> [SUPPLIED PASSAGE]

'''

The organisation of the Roman Army under the early Empire

To appreciate how Rome’s armies worked under the early empire, it is necessary to understand two defining attributes of Roman society: firstly, citizenship and secondly, the emperor’s relationship with his armies.

First, Roman citizenship. It was possible to become a citizen, you did not have to be born one. This approach to identity played a vital role in determining the growth and character of the Empire, though it lost much of its significance when in AD 212, the Emperor Caracalla passed an edict (the Constitutio Antoniniana) extending citizenship to all free born subjects within his dominions. The distinction between citizens (those with a privileged legal status) and non-citizens was important, but there were recognised ways in which people could acquire citizenship. One of these was military service.

Second, the emperor’s relationship with his armies was a central theme of Roman history. Soldiers swore their military oath to the emperor and served his interests. That was their primary role; the defence of the provincial subjects was not a priority unless it served the emperor’s wishes. Much of the Empire’s tax revenue went to paying for this military.

'''

> [ENTRIES PROVIDED]
'''

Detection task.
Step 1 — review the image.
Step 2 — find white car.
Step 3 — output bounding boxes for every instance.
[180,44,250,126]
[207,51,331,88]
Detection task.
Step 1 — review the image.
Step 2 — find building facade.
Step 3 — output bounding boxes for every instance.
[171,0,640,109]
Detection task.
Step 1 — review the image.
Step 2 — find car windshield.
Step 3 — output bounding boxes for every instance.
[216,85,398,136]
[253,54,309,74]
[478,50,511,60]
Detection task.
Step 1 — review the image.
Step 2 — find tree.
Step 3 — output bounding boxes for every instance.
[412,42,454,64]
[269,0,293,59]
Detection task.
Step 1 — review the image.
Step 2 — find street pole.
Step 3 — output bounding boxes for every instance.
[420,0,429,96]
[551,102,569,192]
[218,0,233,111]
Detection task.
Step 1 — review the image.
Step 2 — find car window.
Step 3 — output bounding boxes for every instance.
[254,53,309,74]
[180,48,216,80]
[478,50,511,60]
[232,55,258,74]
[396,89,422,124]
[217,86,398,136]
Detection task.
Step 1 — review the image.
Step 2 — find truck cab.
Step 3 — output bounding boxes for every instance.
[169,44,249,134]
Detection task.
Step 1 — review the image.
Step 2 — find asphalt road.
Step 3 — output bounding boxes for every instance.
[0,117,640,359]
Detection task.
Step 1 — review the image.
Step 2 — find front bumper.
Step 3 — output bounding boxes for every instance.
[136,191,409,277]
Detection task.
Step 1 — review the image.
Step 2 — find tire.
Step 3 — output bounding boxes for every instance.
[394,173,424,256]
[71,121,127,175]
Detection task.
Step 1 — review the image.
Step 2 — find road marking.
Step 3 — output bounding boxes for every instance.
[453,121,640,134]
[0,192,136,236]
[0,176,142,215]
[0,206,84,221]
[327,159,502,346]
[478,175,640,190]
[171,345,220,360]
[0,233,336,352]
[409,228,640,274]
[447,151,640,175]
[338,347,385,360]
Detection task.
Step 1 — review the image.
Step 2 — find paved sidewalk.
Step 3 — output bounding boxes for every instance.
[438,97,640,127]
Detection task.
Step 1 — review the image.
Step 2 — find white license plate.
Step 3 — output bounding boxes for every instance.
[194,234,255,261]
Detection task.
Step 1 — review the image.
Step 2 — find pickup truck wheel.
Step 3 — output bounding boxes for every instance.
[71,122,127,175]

'''

> [REQUIRED WORK]
1/ In the passage on the Roman army, in what year did the Emperor Caracalla extend citizenship to all free born subjects?
2/ Return the passage on the Roman army from "First, Roman citizenship." up to and including "was military service.", copied word for word.

> [SOLUTIONS IN ORDER]
1/ AD 212

2/
First, Roman citizenship. It was possible to become a citizen, you did not have to be born one. This approach to identity played a vital role in determining the growth and character of the Empire, though it lost much of its significance when in AD 212, the Emperor Caracalla passed an edict (the Constitutio Antoniniana) extending citizenship to all free born subjects within his dominions. The distinction between citizens (those with a privileged legal status) and non-citizens was important, but there were recognised ways in which people could acquire citizenship. One of these was military service.